(Stored records)
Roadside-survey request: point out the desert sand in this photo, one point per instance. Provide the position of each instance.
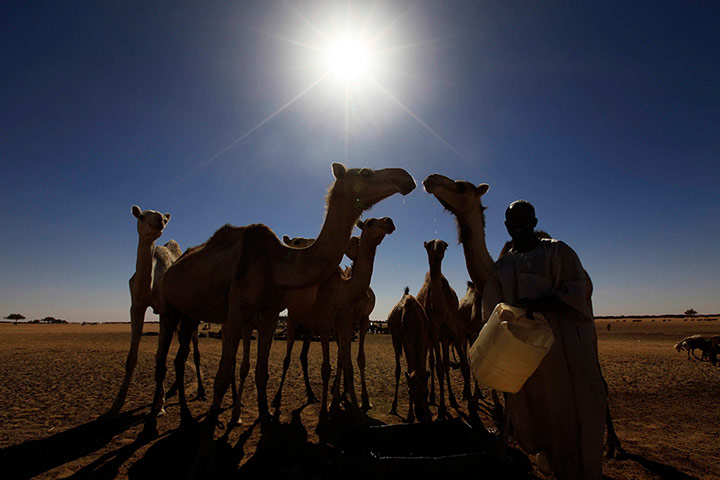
(57, 380)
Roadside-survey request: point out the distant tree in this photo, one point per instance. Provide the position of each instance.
(16, 317)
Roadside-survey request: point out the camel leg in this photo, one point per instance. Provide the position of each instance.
(188, 328)
(364, 395)
(244, 370)
(442, 409)
(307, 339)
(168, 324)
(137, 320)
(464, 365)
(431, 365)
(411, 407)
(266, 330)
(196, 359)
(446, 370)
(286, 363)
(339, 368)
(325, 372)
(397, 347)
(349, 375)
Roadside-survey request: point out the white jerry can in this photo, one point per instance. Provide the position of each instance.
(509, 348)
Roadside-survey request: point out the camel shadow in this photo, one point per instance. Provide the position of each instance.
(35, 457)
(660, 469)
(283, 452)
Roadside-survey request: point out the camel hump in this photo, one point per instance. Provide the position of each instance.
(174, 248)
(255, 238)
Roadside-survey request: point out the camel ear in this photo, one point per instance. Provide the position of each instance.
(339, 170)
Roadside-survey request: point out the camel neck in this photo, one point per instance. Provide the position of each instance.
(477, 258)
(143, 265)
(362, 270)
(435, 270)
(310, 266)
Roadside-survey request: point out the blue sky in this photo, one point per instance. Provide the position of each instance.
(604, 115)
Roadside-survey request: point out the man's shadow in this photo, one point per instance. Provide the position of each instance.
(35, 457)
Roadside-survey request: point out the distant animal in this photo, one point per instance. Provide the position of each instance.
(695, 342)
(714, 350)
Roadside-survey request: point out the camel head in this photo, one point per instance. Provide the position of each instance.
(418, 391)
(436, 250)
(457, 196)
(150, 223)
(353, 248)
(298, 242)
(363, 187)
(375, 229)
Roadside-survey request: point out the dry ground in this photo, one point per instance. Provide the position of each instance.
(57, 379)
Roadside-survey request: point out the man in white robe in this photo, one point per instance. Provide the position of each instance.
(560, 411)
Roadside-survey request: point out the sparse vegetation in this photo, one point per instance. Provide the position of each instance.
(16, 317)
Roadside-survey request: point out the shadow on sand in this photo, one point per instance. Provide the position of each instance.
(35, 457)
(660, 469)
(353, 448)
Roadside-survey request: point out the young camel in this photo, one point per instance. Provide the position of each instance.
(242, 275)
(692, 343)
(441, 306)
(361, 312)
(408, 326)
(329, 307)
(150, 266)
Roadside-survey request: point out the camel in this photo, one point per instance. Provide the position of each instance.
(362, 310)
(441, 306)
(242, 275)
(331, 307)
(408, 325)
(692, 343)
(150, 266)
(361, 313)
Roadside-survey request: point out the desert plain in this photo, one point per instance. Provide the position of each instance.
(58, 379)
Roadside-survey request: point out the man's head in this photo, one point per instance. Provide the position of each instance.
(520, 220)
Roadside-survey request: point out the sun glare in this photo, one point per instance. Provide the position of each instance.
(347, 59)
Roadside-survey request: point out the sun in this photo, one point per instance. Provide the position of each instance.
(347, 59)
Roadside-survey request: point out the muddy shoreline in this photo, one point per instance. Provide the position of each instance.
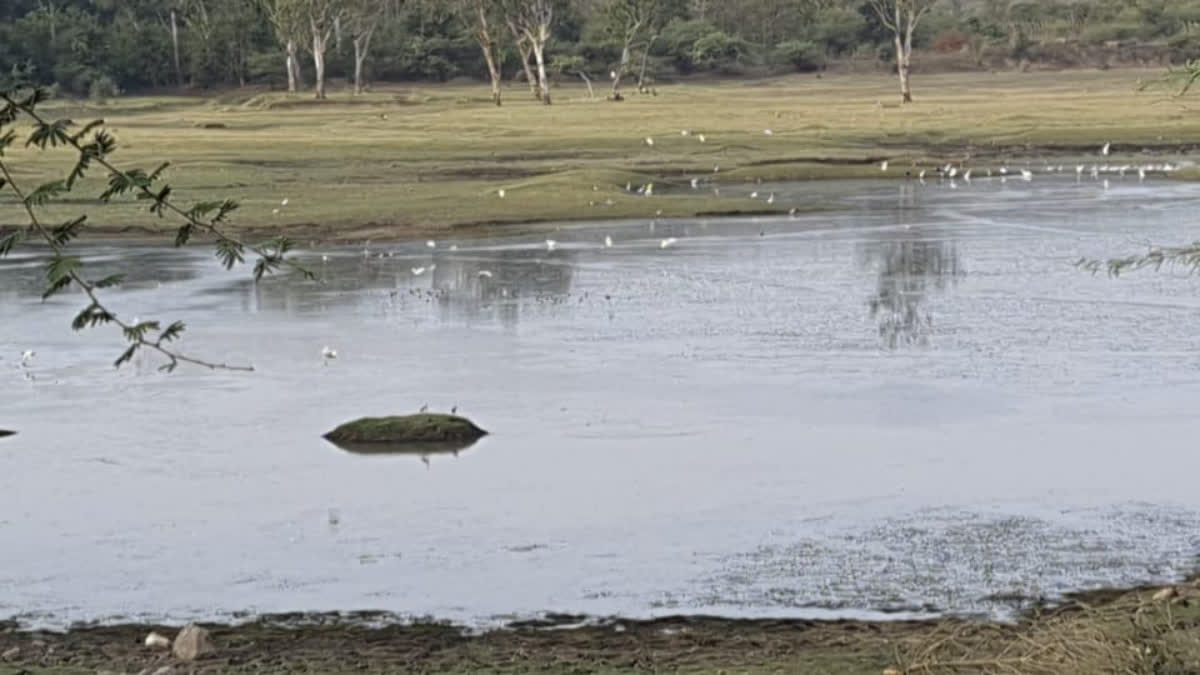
(378, 643)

Task objective>
Output only these lines, word for word: the line containing "Roadside-survey request: point out the man's shadow" and every line after it through the last line of the data. Omit the pictures.

Completed exercise>
Roadside-survey request: point out the man's shadow in this photo, one point per instance. Provide the position of each instance.
(35, 457)
Roadside-survey request: point out the distant animal in this photo, one point per instance. Provide the position of each instance.
(695, 342)
(714, 350)
Roadside-survey request: point out the camel head in this photo, one point per instance. Provide the position of each instance.
(418, 391)
(436, 250)
(457, 196)
(150, 223)
(353, 248)
(298, 242)
(363, 187)
(375, 229)
Roadside-survey request: point out the dry ground in this photo, one point per instance. Provide the position of each instance.
(57, 379)
Roadside-survey request: point out the man in white robe in this photo, one point per instance. Provide the position of each instance.
(560, 411)
Roadside-survey request: point out the sparse vegetation in this photo, one point per instance. Provide the position of each instance.
(16, 317)
Roadside-survey request: point out the shadow on sand in this photo, one point per instance. Provide the position of each instance.
(35, 457)
(660, 469)
(353, 448)
Roadside-survey request: point out the young camel in this photo, one point per instance. Provide the position of each instance.
(242, 275)
(692, 343)
(441, 306)
(361, 312)
(408, 326)
(329, 307)
(150, 266)
Roadside-survey request: point out the camel in this photo, one point per instance. Provide the position of each instance.
(362, 310)
(441, 306)
(242, 275)
(331, 307)
(408, 325)
(692, 343)
(150, 266)
(361, 313)
Roadside-survey request: point out the desert plain in this photo, one point per instance. Provide the position of each instance.
(58, 379)
Roadside-survey request: point out the man's head in this photo, one point per instance. Provide the position of each instance.
(520, 220)
Roadside-survey request: point out the sun glare in this photo, one point per instance. Provide the position of each instance.
(347, 59)
Roadside-survey request: point out the sun in this photo, one point per instance. Provide the position of each instance.
(347, 59)
Roadside-survey request: point out the muddy shoreline in this photo, one point per instance. Provide the position of each instance.
(378, 643)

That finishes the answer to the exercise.